■ **GOAL**
Please rewrite only the part of the rows below that opens with the line containing "Could you please indicate the butterfly forewing" and runs through the end of the rows, requests included, adding 67 to every x and y coordinate in the answers.

-- START DATA FOR PROCESSING --

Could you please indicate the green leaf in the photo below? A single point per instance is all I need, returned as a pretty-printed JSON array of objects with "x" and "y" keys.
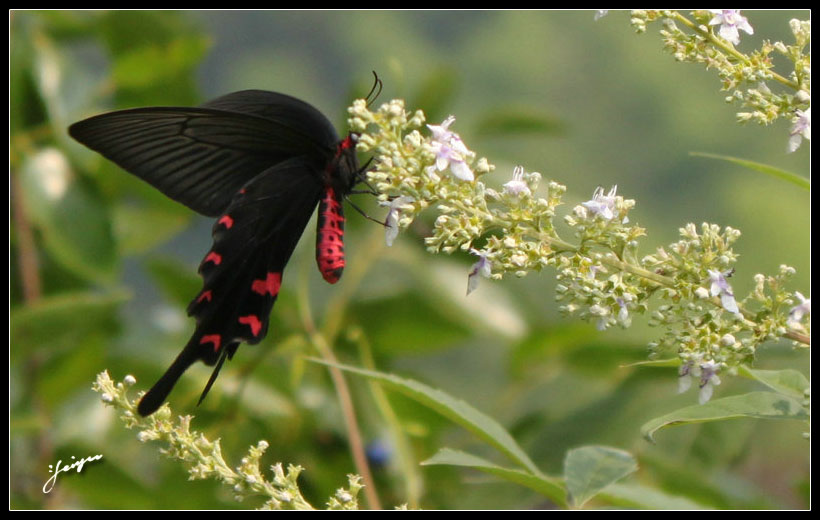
[
  {"x": 590, "y": 469},
  {"x": 637, "y": 496},
  {"x": 760, "y": 405},
  {"x": 176, "y": 280},
  {"x": 71, "y": 215},
  {"x": 458, "y": 411},
  {"x": 772, "y": 171},
  {"x": 141, "y": 229},
  {"x": 788, "y": 382},
  {"x": 550, "y": 487}
]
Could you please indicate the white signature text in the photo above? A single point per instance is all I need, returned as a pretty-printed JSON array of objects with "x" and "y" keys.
[{"x": 77, "y": 464}]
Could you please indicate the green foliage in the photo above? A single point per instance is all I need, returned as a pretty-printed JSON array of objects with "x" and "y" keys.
[{"x": 102, "y": 267}]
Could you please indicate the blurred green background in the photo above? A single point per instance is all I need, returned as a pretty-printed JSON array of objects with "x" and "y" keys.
[{"x": 102, "y": 266}]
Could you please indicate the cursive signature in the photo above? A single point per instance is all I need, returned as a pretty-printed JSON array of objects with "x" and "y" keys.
[{"x": 78, "y": 464}]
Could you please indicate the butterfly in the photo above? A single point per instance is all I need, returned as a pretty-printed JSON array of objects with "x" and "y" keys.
[{"x": 257, "y": 161}]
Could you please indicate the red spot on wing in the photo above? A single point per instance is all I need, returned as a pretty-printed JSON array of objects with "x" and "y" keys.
[
  {"x": 206, "y": 295},
  {"x": 270, "y": 285},
  {"x": 216, "y": 339},
  {"x": 214, "y": 257},
  {"x": 253, "y": 322},
  {"x": 226, "y": 221}
]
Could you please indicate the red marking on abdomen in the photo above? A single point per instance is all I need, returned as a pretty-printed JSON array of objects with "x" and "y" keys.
[
  {"x": 214, "y": 257},
  {"x": 270, "y": 285},
  {"x": 226, "y": 221},
  {"x": 216, "y": 339},
  {"x": 253, "y": 322},
  {"x": 330, "y": 254}
]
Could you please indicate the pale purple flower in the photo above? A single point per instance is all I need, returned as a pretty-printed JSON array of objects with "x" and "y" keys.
[
  {"x": 708, "y": 380},
  {"x": 517, "y": 186},
  {"x": 603, "y": 205},
  {"x": 798, "y": 311},
  {"x": 623, "y": 314},
  {"x": 730, "y": 21},
  {"x": 800, "y": 129},
  {"x": 450, "y": 150},
  {"x": 391, "y": 222},
  {"x": 706, "y": 373},
  {"x": 684, "y": 377},
  {"x": 481, "y": 268},
  {"x": 719, "y": 286}
]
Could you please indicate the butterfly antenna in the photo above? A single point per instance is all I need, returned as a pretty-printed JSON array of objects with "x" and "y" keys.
[
  {"x": 362, "y": 213},
  {"x": 377, "y": 88}
]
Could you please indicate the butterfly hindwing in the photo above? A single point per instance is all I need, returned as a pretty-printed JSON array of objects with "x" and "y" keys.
[
  {"x": 242, "y": 273},
  {"x": 258, "y": 161}
]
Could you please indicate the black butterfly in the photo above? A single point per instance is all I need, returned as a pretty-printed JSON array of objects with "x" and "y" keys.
[{"x": 260, "y": 162}]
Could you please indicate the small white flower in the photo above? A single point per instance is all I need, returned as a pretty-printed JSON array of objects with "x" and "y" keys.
[
  {"x": 721, "y": 287},
  {"x": 798, "y": 311},
  {"x": 484, "y": 267},
  {"x": 730, "y": 21},
  {"x": 623, "y": 314},
  {"x": 708, "y": 380},
  {"x": 450, "y": 151},
  {"x": 517, "y": 186},
  {"x": 391, "y": 222},
  {"x": 603, "y": 205},
  {"x": 727, "y": 340},
  {"x": 684, "y": 377},
  {"x": 800, "y": 129}
]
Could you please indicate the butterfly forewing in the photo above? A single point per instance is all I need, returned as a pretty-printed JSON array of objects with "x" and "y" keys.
[
  {"x": 201, "y": 156},
  {"x": 259, "y": 162}
]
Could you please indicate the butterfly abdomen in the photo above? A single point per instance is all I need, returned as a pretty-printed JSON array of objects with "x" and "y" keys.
[{"x": 330, "y": 251}]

-- END DATA FOR PROCESSING --

■ **EXERCISE ANSWER**
Could you please indicate the butterfly forewing in the photo above? A single point per instance is all I need, returned as a pretty-printed JSON array of objects with "x" and "y" keys.
[
  {"x": 268, "y": 223},
  {"x": 326, "y": 229}
]
Could you please indicate the butterfly abdomen in the photo above? A single point per instance is all I need, returned as a pretty-printed JSON array of objects with "x" and "y" keys.
[{"x": 397, "y": 318}]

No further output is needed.